以下の項目で、文字列「windshield」を含む行の数を数え、その数だけを答えよ。大文字と小文字は区別する。

+++ 資料 +++

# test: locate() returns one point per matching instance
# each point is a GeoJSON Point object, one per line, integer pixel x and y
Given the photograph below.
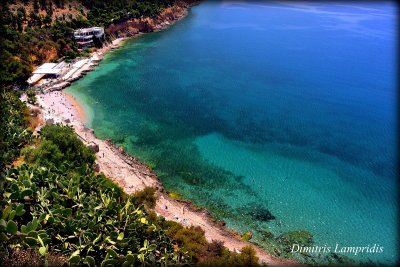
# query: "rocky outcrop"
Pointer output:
{"type": "Point", "coordinates": [143, 25]}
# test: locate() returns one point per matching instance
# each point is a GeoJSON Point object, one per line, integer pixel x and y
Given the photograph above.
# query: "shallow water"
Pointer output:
{"type": "Point", "coordinates": [246, 109]}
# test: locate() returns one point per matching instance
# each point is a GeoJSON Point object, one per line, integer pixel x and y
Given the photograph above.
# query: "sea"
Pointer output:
{"type": "Point", "coordinates": [275, 116]}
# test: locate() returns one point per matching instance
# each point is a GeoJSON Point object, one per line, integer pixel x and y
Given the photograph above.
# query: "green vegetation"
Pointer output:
{"type": "Point", "coordinates": [14, 133]}
{"type": "Point", "coordinates": [31, 94]}
{"type": "Point", "coordinates": [55, 209]}
{"type": "Point", "coordinates": [34, 33]}
{"type": "Point", "coordinates": [72, 211]}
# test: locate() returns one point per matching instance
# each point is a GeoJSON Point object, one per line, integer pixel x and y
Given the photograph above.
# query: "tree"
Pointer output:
{"type": "Point", "coordinates": [36, 6]}
{"type": "Point", "coordinates": [31, 94]}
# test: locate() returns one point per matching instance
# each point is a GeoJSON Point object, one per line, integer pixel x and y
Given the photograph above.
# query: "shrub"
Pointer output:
{"type": "Point", "coordinates": [146, 197]}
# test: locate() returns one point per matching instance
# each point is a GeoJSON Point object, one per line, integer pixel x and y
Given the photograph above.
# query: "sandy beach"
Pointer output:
{"type": "Point", "coordinates": [132, 175]}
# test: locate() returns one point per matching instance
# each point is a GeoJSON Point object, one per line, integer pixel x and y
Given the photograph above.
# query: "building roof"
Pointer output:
{"type": "Point", "coordinates": [89, 30]}
{"type": "Point", "coordinates": [35, 78]}
{"type": "Point", "coordinates": [48, 68]}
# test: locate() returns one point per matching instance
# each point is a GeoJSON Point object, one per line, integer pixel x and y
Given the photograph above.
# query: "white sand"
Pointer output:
{"type": "Point", "coordinates": [132, 175]}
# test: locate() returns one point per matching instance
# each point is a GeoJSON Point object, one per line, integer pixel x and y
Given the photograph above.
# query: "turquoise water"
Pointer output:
{"type": "Point", "coordinates": [275, 117]}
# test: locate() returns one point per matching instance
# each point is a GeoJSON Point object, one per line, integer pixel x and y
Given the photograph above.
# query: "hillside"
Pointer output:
{"type": "Point", "coordinates": [36, 31]}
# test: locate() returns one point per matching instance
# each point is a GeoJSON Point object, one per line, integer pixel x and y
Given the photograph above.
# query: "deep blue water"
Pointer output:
{"type": "Point", "coordinates": [249, 107]}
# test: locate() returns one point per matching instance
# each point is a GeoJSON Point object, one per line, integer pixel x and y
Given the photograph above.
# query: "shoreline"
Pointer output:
{"type": "Point", "coordinates": [131, 174]}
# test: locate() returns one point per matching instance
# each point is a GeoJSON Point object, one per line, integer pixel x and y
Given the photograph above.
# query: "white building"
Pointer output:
{"type": "Point", "coordinates": [84, 36]}
{"type": "Point", "coordinates": [47, 70]}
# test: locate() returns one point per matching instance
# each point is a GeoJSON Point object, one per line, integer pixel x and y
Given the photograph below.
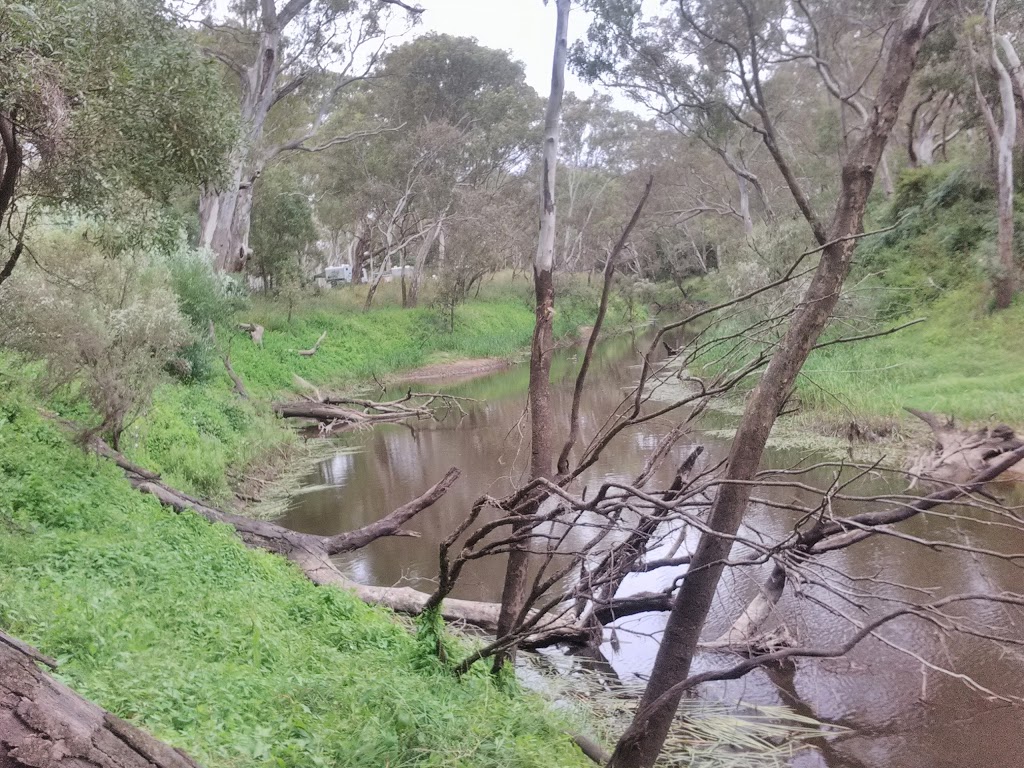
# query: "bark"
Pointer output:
{"type": "Point", "coordinates": [960, 455]}
{"type": "Point", "coordinates": [44, 724]}
{"type": "Point", "coordinates": [225, 213]}
{"type": "Point", "coordinates": [1004, 141]}
{"type": "Point", "coordinates": [514, 592]}
{"type": "Point", "coordinates": [12, 159]}
{"type": "Point", "coordinates": [642, 743]}
{"type": "Point", "coordinates": [602, 309]}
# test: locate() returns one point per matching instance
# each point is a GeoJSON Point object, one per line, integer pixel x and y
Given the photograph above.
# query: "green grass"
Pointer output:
{"type": "Point", "coordinates": [963, 361]}
{"type": "Point", "coordinates": [228, 653]}
{"type": "Point", "coordinates": [361, 345]}
{"type": "Point", "coordinates": [200, 435]}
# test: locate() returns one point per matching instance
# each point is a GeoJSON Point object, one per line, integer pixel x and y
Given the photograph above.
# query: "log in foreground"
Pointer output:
{"type": "Point", "coordinates": [45, 724]}
{"type": "Point", "coordinates": [958, 455]}
{"type": "Point", "coordinates": [312, 553]}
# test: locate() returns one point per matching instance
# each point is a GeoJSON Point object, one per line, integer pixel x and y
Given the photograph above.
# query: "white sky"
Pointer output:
{"type": "Point", "coordinates": [526, 28]}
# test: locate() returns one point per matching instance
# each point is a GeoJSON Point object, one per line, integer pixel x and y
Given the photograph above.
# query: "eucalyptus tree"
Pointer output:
{"type": "Point", "coordinates": [723, 55]}
{"type": "Point", "coordinates": [994, 52]}
{"type": "Point", "coordinates": [296, 57]}
{"type": "Point", "coordinates": [466, 120]}
{"type": "Point", "coordinates": [542, 448]}
{"type": "Point", "coordinates": [100, 99]}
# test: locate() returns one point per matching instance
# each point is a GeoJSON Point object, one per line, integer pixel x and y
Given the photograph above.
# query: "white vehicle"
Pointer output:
{"type": "Point", "coordinates": [336, 274]}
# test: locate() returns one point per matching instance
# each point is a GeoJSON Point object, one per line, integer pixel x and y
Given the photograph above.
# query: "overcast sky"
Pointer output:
{"type": "Point", "coordinates": [526, 28]}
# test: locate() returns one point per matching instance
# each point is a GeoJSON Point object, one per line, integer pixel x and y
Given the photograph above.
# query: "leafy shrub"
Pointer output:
{"type": "Point", "coordinates": [110, 326]}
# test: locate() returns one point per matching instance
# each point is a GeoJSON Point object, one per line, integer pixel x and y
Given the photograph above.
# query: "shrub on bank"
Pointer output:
{"type": "Point", "coordinates": [261, 668]}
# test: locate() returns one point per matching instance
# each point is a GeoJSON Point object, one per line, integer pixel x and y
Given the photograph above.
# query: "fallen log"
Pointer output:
{"type": "Point", "coordinates": [338, 413]}
{"type": "Point", "coordinates": [958, 455]}
{"type": "Point", "coordinates": [45, 724]}
{"type": "Point", "coordinates": [312, 350]}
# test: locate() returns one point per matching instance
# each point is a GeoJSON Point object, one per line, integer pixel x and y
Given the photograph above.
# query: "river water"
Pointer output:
{"type": "Point", "coordinates": [893, 710]}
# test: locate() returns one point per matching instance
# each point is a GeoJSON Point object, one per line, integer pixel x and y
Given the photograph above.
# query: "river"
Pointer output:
{"type": "Point", "coordinates": [894, 712]}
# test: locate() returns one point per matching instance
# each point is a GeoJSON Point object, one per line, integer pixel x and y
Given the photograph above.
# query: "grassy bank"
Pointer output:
{"type": "Point", "coordinates": [933, 262]}
{"type": "Point", "coordinates": [202, 437]}
{"type": "Point", "coordinates": [228, 653]}
{"type": "Point", "coordinates": [963, 361]}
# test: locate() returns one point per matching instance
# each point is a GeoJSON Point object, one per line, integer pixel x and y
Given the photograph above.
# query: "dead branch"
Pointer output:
{"type": "Point", "coordinates": [255, 332]}
{"type": "Point", "coordinates": [957, 454]}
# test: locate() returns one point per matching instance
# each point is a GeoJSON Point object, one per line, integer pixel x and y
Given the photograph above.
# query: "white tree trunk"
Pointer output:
{"type": "Point", "coordinates": [225, 213]}
{"type": "Point", "coordinates": [514, 593]}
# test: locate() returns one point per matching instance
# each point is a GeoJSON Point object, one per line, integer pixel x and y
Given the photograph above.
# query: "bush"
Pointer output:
{"type": "Point", "coordinates": [108, 326]}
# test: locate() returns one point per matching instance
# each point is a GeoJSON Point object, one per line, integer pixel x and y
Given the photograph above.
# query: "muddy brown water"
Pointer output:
{"type": "Point", "coordinates": [895, 711]}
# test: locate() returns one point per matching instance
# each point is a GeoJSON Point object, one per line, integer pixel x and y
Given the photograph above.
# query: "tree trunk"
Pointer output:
{"type": "Point", "coordinates": [744, 206]}
{"type": "Point", "coordinates": [642, 742]}
{"type": "Point", "coordinates": [45, 724]}
{"type": "Point", "coordinates": [1006, 282]}
{"type": "Point", "coordinates": [513, 594]}
{"type": "Point", "coordinates": [225, 213]}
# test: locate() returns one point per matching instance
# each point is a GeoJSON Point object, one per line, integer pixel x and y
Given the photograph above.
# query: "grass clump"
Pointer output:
{"type": "Point", "coordinates": [228, 653]}
{"type": "Point", "coordinates": [962, 361]}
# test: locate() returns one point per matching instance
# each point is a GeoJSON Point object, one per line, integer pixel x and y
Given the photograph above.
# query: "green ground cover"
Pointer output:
{"type": "Point", "coordinates": [229, 653]}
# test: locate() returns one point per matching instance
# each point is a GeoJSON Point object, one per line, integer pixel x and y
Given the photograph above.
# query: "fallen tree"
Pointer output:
{"type": "Point", "coordinates": [45, 724]}
{"type": "Point", "coordinates": [338, 413]}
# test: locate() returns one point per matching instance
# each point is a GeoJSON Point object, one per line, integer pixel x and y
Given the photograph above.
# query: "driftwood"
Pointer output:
{"type": "Point", "coordinates": [255, 332]}
{"type": "Point", "coordinates": [312, 553]}
{"type": "Point", "coordinates": [958, 455]}
{"type": "Point", "coordinates": [45, 724]}
{"type": "Point", "coordinates": [312, 350]}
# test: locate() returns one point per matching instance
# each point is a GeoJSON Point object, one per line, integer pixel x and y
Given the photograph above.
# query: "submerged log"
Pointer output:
{"type": "Point", "coordinates": [958, 455]}
{"type": "Point", "coordinates": [45, 724]}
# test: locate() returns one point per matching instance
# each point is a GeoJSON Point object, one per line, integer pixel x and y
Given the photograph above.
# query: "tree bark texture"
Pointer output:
{"type": "Point", "coordinates": [225, 212]}
{"type": "Point", "coordinates": [1004, 141]}
{"type": "Point", "coordinates": [513, 594]}
{"type": "Point", "coordinates": [642, 742]}
{"type": "Point", "coordinates": [45, 724]}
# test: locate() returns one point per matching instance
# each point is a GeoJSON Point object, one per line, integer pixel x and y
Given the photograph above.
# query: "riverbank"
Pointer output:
{"type": "Point", "coordinates": [264, 669]}
{"type": "Point", "coordinates": [205, 439]}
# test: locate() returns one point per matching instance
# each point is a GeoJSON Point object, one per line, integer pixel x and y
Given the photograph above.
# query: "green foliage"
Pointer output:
{"type": "Point", "coordinates": [283, 229]}
{"type": "Point", "coordinates": [962, 361]}
{"type": "Point", "coordinates": [104, 327]}
{"type": "Point", "coordinates": [228, 653]}
{"type": "Point", "coordinates": [111, 96]}
{"type": "Point", "coordinates": [944, 221]}
{"type": "Point", "coordinates": [204, 296]}
{"type": "Point", "coordinates": [361, 345]}
{"type": "Point", "coordinates": [198, 436]}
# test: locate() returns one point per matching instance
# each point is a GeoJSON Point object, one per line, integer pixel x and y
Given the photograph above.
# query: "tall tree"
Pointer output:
{"type": "Point", "coordinates": [100, 99]}
{"type": "Point", "coordinates": [741, 38]}
{"type": "Point", "coordinates": [312, 48]}
{"type": "Point", "coordinates": [1003, 134]}
{"type": "Point", "coordinates": [541, 456]}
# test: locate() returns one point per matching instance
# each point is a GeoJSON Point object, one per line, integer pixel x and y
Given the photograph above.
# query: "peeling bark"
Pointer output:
{"type": "Point", "coordinates": [641, 744]}
{"type": "Point", "coordinates": [514, 592]}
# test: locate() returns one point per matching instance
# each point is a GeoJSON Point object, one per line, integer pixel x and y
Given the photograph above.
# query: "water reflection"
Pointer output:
{"type": "Point", "coordinates": [902, 714]}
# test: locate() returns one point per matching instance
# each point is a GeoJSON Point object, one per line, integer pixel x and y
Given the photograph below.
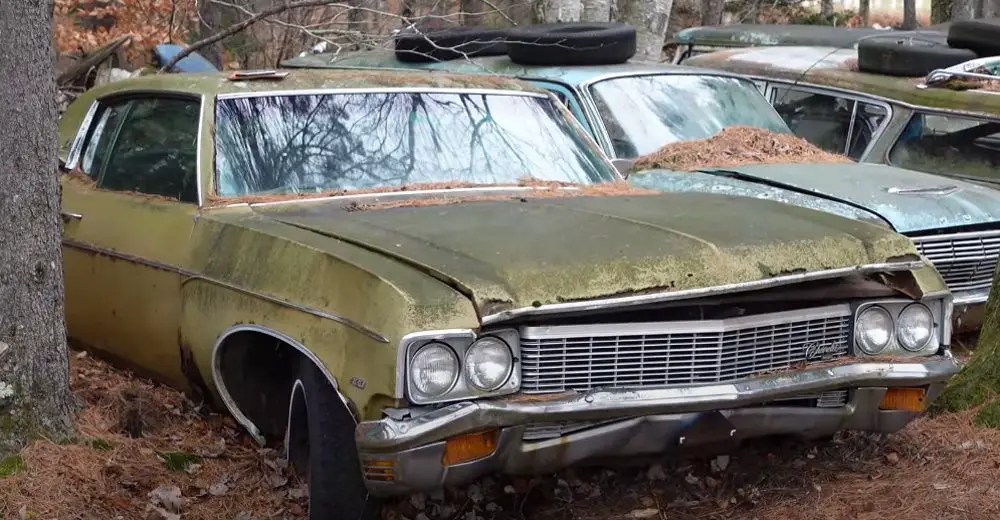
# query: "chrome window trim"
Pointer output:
{"type": "Point", "coordinates": [685, 327]}
{"type": "Point", "coordinates": [846, 94]}
{"type": "Point", "coordinates": [383, 90]}
{"type": "Point", "coordinates": [76, 148]}
{"type": "Point", "coordinates": [227, 398]}
{"type": "Point", "coordinates": [660, 297]}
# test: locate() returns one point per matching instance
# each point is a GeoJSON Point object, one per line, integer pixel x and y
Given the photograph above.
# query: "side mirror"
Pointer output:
{"type": "Point", "coordinates": [624, 166]}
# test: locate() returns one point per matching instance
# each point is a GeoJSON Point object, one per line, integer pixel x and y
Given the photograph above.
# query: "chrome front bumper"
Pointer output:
{"type": "Point", "coordinates": [642, 422]}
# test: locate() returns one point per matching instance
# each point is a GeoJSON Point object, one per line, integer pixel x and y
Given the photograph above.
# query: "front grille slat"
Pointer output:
{"type": "Point", "coordinates": [579, 362]}
{"type": "Point", "coordinates": [966, 261]}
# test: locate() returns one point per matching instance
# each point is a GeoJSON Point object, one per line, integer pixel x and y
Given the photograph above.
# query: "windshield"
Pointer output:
{"type": "Point", "coordinates": [644, 113]}
{"type": "Point", "coordinates": [352, 141]}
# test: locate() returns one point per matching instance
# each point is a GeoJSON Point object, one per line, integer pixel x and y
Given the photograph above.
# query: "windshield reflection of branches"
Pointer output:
{"type": "Point", "coordinates": [287, 144]}
{"type": "Point", "coordinates": [647, 112]}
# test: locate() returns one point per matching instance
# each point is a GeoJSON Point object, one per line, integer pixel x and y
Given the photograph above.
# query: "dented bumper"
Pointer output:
{"type": "Point", "coordinates": [406, 454]}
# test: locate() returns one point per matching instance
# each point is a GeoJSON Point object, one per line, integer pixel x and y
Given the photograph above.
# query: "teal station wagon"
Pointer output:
{"type": "Point", "coordinates": [632, 109]}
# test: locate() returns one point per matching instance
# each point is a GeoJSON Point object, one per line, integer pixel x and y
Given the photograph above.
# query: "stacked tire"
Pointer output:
{"type": "Point", "coordinates": [918, 53]}
{"type": "Point", "coordinates": [539, 44]}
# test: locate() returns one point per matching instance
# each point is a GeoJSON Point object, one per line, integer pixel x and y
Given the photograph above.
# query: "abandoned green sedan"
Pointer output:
{"type": "Point", "coordinates": [414, 279]}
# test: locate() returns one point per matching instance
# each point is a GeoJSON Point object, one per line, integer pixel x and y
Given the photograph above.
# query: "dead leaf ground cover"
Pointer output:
{"type": "Point", "coordinates": [146, 452]}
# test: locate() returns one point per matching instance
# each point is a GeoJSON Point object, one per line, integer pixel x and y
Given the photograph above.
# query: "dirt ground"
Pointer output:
{"type": "Point", "coordinates": [145, 452]}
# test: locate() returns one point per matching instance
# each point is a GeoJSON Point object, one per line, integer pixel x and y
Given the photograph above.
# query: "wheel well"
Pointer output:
{"type": "Point", "coordinates": [258, 371]}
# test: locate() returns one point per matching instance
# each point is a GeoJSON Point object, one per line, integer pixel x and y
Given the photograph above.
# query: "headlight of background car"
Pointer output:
{"type": "Point", "coordinates": [899, 327]}
{"type": "Point", "coordinates": [451, 365]}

+++

__記述回答__.
2